__Given task__. Rewrite every line from the start of the entries through the line holding "[0,0,121,42]", inclusive. Shift each bounding-box coordinate by adding 71 to it, and leave all other text unchanged.

__Material__.
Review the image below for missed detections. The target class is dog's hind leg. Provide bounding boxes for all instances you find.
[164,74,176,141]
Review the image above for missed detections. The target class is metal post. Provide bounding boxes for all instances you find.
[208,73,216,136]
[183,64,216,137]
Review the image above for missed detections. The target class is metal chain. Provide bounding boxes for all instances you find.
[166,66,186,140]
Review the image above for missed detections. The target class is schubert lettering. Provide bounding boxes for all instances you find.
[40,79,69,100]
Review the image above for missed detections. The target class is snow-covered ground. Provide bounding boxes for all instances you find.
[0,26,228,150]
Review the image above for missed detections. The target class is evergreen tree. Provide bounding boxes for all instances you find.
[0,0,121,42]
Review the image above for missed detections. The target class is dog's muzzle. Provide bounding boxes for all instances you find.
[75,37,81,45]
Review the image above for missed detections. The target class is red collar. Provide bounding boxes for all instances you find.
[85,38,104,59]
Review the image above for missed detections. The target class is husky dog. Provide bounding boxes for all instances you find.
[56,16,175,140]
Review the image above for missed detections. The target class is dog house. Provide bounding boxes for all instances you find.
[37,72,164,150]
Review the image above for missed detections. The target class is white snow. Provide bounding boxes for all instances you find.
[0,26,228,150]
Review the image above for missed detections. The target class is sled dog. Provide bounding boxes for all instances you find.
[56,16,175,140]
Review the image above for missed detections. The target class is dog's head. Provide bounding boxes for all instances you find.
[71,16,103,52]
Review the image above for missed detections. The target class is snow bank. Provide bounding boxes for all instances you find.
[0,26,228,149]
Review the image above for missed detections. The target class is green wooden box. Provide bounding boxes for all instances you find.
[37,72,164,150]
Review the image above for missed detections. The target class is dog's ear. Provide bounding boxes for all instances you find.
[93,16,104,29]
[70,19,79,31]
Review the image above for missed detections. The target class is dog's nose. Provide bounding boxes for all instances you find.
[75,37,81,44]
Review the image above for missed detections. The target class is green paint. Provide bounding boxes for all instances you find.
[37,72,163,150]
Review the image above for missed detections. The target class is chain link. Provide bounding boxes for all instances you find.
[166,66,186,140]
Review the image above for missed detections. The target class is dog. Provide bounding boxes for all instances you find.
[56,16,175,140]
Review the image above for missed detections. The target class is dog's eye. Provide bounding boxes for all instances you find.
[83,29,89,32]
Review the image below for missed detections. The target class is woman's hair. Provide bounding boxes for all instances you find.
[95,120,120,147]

__Exercise output__.
Review the image below for missed detections. The target class is dog's hind leg. Provide bounding boxes for all instances you find.
[235,145,247,212]
Review the image above for missed detections. The target class is metal post. Provide bounding boxes for all instances you find.
[279,144,287,207]
[254,135,287,208]
Review the image above for missed detections. The target class is metal chain. Provide bounding boxes for all instances you find.
[237,137,257,211]
Review the image above for missed detections. The target class is schubert lettering. Provide bounding boxes for all instances you find.
[111,150,140,171]
Review the image above for missed detections. The target class is snow-covered ground. Provide bounding boxes for all instances you find.
[71,97,299,221]
Review the image above for missed detections. The target class is evergreen tree. Provide bounding boxes for all instances you find.
[71,71,192,113]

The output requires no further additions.